(Source text)
# Improving Laptop cooling by adding "vents"?



## Espozo

Hello! I've come here to ask how dumb of an idea it would be to create holes (long lines or circles placed in a honeycomb pattern, whatever's easier) in the bottom of my laptop to try and improve the airflow to keep it cooler. If this is okay, is there an optimal place to put them? I've heard that you're not supposed to have a vent directly under the fan, but I'd have thought this would be the best place for it.

Here's the laptop's back



And here's the motherboard underneath that. The DVD drive was taken out.

 

In case this information is needed, the CPU is an AMD A12-9700P RADEON R7 @ 2.5GHz. It's an APU, but oddly enough, those 3 screw holes are where it appears a GPU is supposed to be, and it's even labeled as such. I don't remember the computer model, but it's a 17" HP I got this December. System in Windows says the computer name is DESKTOP-76NCIU1.


----------



## beers

Please don't.


----------



## Espozo

Might I ask why? Is it because there's no metal screen to keep out dirt, or are you afraid that this would compromise the strength of the plastic case?


----------



## voyagerfan99

If it was designed to have giant holes in it for ventilation, then the manufacturer would have done that.

While you may think your drilling holes would make better airflow, you will most likely screw up whatever airflow pattern the manufacturer designed for it.


----------



## Darren

Don't mess with it. HP knows better than you how to design a cooling system.


----------



## Espozo

Thank you. I had assumed that they just didn't do this for aesthetic reasons, and that it should never get hot enough to where it should matter (I was a little concerned, because the CPU was the most powerful option and I didn't know if this computer was designed very well for that; the 1.8GHz dual core CPU laptop I had before this had plenty of vents and was only a few years older), but I guess it could be to pull air over the entire board. The lack of any intake vents is a little strange though, not that the thing's air tight though.

I've tried to find good temperature reading, using software like Open Hardware Monitor, but all they list is a generic "temperature". I heard that there are often sensors in the CPU for each core, and one on the motherboard, but I could be wrong. In case you haven't already noticed, I'm not a computer expert (at least not a modern one. This is more on the software side of things, but I know 65xx and some x86 assembly, but I don't have a clue how fairly new inventions like CPU throttling work.)


----------



## Darren

Just keep it free of dust and maybe get a cooling pad if you're worried about heat.


----------



## Intel_man

Espozo said:


> (I was a little concerned, because the CPU was the most powerful option and I didn't know if this computer was designed very well for that; the 1.8GHz dual core CPU laptop I had before this had plenty of vents and was only a few years older)


I wouldn't worry about that. What you'll find out if you decide to dig deeper into CPU advancements is that, newer processors are built on newer architecture and die shrinking (built using a smaller nm process). What this means in a simpler term is, a more efficient processor generating less heat for even higher performance.


----------



## Espozo

Yeah, you're all right, I really don't need to worry about heat. I ran a stress test (prime95) and the CPU temp never got above 67 degrees Celsius, (or at least Hardware Monitor told me) and 90 degrees is the highest temperature before it starts failing. In fact, it went down to 57 and stayed there, (even while everything was still at 100%) because I guess the fan kicked in all the way. I imagine they have it running so low so that people who aren't conscious about keeping airways clear don't ruin their computers. I bet there wouldn't be that much headroom on something like an Alienware Laptop...

(What this task involves)
Continue the forum thread on adding vents to a laptop from the point where it ends.

(Supplied data)

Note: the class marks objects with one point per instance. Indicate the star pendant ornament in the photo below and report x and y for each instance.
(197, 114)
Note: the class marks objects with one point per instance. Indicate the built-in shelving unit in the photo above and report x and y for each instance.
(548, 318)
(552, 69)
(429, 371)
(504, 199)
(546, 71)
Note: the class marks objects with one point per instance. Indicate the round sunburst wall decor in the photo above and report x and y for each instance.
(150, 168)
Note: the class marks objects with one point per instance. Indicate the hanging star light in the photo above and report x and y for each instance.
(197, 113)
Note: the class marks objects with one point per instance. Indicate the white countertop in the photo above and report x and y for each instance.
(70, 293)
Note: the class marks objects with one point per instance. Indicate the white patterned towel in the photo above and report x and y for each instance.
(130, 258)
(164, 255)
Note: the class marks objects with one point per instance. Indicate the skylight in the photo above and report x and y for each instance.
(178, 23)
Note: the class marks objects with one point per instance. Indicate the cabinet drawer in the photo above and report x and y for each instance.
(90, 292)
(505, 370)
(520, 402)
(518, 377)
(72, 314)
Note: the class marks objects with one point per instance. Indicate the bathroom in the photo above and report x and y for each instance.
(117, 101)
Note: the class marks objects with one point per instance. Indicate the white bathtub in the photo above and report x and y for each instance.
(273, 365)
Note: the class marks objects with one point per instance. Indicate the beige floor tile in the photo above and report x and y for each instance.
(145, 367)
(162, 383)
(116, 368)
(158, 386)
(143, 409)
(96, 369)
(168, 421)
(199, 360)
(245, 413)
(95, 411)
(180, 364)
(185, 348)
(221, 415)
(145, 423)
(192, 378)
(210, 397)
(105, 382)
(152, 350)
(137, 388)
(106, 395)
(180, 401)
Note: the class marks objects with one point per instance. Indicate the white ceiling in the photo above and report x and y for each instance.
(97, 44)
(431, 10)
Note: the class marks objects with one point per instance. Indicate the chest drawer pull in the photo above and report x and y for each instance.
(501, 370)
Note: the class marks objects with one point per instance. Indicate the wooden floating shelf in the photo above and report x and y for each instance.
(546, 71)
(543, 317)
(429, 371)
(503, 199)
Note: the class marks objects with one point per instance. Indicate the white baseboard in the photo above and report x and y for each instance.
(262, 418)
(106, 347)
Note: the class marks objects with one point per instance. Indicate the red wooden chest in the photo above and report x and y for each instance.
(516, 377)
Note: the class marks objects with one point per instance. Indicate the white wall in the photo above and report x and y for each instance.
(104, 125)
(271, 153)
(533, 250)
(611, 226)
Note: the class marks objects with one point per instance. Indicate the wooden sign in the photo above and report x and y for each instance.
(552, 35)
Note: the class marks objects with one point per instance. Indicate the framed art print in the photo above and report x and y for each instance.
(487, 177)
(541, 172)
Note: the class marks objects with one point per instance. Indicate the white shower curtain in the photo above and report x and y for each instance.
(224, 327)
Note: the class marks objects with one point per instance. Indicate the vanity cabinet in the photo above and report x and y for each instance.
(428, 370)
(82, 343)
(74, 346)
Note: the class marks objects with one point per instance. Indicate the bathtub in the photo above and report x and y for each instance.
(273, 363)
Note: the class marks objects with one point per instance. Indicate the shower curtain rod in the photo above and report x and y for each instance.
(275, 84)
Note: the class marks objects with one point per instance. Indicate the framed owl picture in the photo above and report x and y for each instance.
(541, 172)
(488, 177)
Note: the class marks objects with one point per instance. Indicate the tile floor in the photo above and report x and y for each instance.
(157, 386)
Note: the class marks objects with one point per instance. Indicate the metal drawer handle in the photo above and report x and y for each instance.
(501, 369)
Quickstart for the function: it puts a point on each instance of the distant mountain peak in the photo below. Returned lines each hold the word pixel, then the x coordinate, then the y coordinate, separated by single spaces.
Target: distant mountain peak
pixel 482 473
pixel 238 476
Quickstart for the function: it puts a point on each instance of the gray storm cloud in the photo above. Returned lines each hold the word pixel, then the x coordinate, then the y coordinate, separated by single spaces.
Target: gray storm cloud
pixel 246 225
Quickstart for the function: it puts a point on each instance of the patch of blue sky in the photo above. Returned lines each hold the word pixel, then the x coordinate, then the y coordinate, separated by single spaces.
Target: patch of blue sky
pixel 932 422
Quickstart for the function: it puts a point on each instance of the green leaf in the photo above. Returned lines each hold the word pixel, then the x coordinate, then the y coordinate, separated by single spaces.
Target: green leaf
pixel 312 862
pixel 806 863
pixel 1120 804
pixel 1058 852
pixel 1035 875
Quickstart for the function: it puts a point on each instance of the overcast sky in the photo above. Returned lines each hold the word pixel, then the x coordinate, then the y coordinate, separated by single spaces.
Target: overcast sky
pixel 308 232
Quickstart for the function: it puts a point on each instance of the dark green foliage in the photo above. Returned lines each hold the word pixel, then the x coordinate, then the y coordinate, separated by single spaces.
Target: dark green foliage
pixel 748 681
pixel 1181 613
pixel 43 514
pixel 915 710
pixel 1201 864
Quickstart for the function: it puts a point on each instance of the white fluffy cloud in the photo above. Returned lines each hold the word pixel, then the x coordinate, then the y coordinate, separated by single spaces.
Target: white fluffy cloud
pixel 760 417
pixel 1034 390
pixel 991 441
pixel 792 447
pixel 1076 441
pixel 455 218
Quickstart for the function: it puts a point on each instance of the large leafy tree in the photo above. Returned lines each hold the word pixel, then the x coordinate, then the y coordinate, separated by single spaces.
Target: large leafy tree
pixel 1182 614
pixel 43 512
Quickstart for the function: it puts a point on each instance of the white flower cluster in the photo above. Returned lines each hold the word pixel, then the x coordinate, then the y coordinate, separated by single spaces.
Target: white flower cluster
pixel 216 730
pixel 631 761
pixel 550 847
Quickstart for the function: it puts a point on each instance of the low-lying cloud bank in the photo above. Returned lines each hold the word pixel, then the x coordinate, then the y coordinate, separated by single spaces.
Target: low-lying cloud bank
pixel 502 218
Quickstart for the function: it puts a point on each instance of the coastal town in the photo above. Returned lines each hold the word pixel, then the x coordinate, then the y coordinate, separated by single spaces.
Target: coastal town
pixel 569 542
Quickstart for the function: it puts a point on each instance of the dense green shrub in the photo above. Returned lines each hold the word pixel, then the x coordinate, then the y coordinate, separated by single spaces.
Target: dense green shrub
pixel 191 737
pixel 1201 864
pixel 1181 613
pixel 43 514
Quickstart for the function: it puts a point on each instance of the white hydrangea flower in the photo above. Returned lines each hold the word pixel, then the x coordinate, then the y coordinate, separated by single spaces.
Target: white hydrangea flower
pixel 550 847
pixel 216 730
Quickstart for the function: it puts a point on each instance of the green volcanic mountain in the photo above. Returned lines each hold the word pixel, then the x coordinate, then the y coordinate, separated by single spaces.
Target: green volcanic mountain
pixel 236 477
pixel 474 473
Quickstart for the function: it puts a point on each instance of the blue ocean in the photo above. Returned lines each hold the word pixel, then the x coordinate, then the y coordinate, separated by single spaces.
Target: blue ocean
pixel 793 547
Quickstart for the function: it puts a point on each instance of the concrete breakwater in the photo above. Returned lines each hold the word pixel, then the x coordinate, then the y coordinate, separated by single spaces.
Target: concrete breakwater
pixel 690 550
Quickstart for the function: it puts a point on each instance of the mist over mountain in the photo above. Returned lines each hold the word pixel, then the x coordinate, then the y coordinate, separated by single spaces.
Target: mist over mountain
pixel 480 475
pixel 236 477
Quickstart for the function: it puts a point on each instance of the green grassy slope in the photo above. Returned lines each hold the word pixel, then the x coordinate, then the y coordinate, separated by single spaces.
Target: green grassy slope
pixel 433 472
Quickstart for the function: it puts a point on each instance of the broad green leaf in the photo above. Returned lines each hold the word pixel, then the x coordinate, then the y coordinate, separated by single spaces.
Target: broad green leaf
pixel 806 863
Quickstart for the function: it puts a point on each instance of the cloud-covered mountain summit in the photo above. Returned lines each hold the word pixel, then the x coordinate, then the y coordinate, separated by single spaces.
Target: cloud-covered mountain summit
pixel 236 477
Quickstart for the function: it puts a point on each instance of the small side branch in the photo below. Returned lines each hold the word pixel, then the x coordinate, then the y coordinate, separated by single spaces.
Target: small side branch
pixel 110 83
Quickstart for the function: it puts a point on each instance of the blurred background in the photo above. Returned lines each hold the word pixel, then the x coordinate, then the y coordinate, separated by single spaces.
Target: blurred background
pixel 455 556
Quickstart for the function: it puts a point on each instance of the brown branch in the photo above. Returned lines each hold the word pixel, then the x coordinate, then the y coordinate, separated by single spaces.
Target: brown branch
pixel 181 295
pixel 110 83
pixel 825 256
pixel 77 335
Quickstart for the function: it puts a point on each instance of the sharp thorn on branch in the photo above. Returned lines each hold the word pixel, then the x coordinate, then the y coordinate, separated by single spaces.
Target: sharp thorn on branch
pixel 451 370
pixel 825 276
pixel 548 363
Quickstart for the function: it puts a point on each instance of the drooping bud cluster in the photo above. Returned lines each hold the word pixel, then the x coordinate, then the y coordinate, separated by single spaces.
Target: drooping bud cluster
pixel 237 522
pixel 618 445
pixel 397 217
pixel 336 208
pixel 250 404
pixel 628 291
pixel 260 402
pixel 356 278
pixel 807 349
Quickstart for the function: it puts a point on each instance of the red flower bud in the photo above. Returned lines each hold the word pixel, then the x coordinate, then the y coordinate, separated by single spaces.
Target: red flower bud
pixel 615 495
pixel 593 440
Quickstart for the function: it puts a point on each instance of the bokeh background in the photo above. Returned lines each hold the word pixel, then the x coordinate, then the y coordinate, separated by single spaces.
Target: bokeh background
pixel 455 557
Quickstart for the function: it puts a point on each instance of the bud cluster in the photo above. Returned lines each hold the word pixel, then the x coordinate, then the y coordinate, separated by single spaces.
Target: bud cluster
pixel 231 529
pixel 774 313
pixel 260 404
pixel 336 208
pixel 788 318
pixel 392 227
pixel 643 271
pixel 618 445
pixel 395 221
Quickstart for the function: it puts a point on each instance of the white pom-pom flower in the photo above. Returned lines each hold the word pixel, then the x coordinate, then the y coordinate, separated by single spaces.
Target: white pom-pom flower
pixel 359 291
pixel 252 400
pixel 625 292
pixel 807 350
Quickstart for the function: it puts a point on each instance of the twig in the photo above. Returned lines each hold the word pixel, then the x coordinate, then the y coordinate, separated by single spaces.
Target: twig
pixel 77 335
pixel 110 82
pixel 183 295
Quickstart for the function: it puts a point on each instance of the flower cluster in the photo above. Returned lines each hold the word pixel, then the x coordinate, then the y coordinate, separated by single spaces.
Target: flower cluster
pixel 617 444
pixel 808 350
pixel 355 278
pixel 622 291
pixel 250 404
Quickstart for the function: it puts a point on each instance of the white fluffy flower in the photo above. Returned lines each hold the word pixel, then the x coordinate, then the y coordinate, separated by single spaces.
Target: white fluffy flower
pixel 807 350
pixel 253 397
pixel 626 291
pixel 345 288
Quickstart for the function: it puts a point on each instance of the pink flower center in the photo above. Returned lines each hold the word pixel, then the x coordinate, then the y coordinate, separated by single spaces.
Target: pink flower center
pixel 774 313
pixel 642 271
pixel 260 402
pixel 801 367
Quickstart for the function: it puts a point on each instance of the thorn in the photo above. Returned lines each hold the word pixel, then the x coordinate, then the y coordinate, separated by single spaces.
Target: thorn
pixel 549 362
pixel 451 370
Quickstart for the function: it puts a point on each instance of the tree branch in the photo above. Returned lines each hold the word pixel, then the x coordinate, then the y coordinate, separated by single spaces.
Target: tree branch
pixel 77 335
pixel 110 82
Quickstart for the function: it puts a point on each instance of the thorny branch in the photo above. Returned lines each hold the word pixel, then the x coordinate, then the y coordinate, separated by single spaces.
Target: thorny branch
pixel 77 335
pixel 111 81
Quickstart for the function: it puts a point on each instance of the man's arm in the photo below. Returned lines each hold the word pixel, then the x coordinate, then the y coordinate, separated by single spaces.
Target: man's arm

(Response for this exercise)
----------



## Intel_man

Espozo said:


> 90 degrees is the highest temperature before it starts failing.


It's around 90 degrees before the CPU starts thermal throttling, or will shutdown before damage can be done.


----------



## Laquer Head

I wouldn't drill holes in a gaming laptop, that actually needs cooling - let alone a shitty old standard HP notebook.


----------



## Espozo

Laquer Head said:


> let alone a shitty old standard HP notebook


It's sad because it's true... I didn't buy this laptop to play games though, as the GPU part of the APU is this computer's biggest weakness. My older one was fine for what I was using it for (video editing was atrocious, but it's actually pretty good on this) but I wanted something a little better. This came with a 1TB HDD, but I replaced it for a 128GB (all I need) SSD and it's magnitudes faster in certain areas. $520 (what I payed for before the SSD) was already pretty expensive for me; I'm a junior in high school and don't have a job. I'm still really curious about the spot where a GPU could seemingly be (It's even label "GPU" next to it.) Even if I did want to play games though, I'd probably be better off getting another laptop, because I and no one else I know have the tools to do something like that, if it would work at all.

Of course, about actually needing cooling, I could overclock it...  The BIOS (InsydeH20) doesn't even support it, but it appears people have made an "unlocked" version that lets you adjust the buss speed and all that fun stuff.


----------



## Okedokey

Id do it.  Manufacturers go for the lowest temps that can be achieved within a noise parameter.  I would def do it and yes, it would def help.


----------



## Geoff

Okedokey said:


> Id do it.  Manufacturers go for the lowest temps that can be achieved within a noise parameter.  I would def do it and yes, it would def help.


Don't listen to this advice.  Putting extra holes in your laptop will likely disrupt the airflow the manufacturer designed.  Changing the airflow could very easily make temps worse.


----------



## Espozo

Yeah, I've just about got it settled now. This thing operates so below the maximum temperature even at 100% load that I feel stupid I even asked about anything, although this was before I knew. I'm going to sound like a total jackass for this, but I was even seeing if I could get a few more MHz out of this (stable Super Monkey Ball emulation would be nice... It stutters a frame or two sometimes). I already told you guys how the temperature stayed at 57 degrees Celsius out of 90 at 100% CPU usage. An overclock to 2.8GHz doesn't seem like it would be that bad (I'd test it by 100MHz increments and make sure the thing never gets to be 80 degrees Celsius when heating up and 70 degrees Celsius stable)

Of course, if this is as stupid of an idea as my previous one, I won't do it. There's not even any option for overclocking in my BIOS (InsydeH20 F.35); I went to bios-mods.com and asked if there was a version someone modified to include advanced options, but there are so many requests there I won't hold my breath.


----------



## Okedokey

Geoff said:


> Don't listen to this advice.  Putting extra holes in your laptop will likely disrupt the airflow the manufacturer designed.  Changing the airflow could very easily make temps worse.


What bs.


----------



## Espozo

You know, wouldn't an easy way to end this little discussion be to run the stress test with the computer back taken off? Or would this not be accurate enough?


----------



## Geoff

Okedokey said:


> What bs.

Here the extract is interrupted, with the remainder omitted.